* _Task goal_:
Collect every line in the data below that contains the string "locate" and copy each one out in full. Treat the match as case-sensitive.

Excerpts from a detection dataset
◆ ◆ ◆ ◆ ◆
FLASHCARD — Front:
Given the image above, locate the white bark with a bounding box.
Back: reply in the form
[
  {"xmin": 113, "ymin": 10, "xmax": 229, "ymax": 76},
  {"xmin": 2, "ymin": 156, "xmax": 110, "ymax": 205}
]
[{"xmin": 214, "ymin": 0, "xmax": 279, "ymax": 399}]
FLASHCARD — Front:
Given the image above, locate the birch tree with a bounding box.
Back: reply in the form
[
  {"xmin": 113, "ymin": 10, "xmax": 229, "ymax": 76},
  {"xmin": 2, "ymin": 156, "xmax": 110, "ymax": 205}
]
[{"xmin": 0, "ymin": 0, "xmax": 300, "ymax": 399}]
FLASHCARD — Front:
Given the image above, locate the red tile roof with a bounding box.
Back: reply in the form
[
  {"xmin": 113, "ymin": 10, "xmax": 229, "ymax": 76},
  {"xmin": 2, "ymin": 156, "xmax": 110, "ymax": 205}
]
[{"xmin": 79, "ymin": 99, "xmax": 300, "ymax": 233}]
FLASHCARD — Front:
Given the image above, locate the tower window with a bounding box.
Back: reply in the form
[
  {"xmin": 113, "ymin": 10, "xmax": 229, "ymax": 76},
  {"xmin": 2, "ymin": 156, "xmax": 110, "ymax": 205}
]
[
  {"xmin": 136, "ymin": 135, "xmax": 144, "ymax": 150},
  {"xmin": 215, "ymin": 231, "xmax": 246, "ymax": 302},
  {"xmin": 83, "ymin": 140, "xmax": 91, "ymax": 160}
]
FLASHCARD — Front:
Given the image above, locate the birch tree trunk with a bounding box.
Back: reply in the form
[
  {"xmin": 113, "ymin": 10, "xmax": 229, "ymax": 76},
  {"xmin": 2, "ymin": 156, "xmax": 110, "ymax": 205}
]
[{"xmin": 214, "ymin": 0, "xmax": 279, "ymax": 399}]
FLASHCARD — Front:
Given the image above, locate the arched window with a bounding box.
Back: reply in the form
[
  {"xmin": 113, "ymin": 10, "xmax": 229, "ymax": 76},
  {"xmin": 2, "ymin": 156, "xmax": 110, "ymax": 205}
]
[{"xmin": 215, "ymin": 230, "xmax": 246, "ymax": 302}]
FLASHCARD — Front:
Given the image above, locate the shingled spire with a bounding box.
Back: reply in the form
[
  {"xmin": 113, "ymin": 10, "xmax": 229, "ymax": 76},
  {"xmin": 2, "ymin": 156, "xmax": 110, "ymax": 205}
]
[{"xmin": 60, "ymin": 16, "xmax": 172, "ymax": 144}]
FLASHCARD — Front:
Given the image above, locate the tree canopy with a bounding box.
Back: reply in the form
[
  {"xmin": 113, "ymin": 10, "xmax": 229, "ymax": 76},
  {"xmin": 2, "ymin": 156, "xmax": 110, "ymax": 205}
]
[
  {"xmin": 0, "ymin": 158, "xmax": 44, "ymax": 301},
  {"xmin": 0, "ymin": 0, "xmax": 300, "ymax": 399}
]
◆ ◆ ◆ ◆ ◆
* _Task response_:
Given the image above, locate the white bark with a bounding box.
Given the image above, locate the birch tree with a bounding box.
Given the image above, locate the red tile roof with a bounding box.
Given the image above, locate the tower window with a bounding box.
Given the image above, locate the birch tree trunk with a bounding box.
Given the image above, locate the arched window with a bounding box.
Given the image above, locate the shingled spire with a bounding box.
Given the image above, locate the tree canopy with a bounding box.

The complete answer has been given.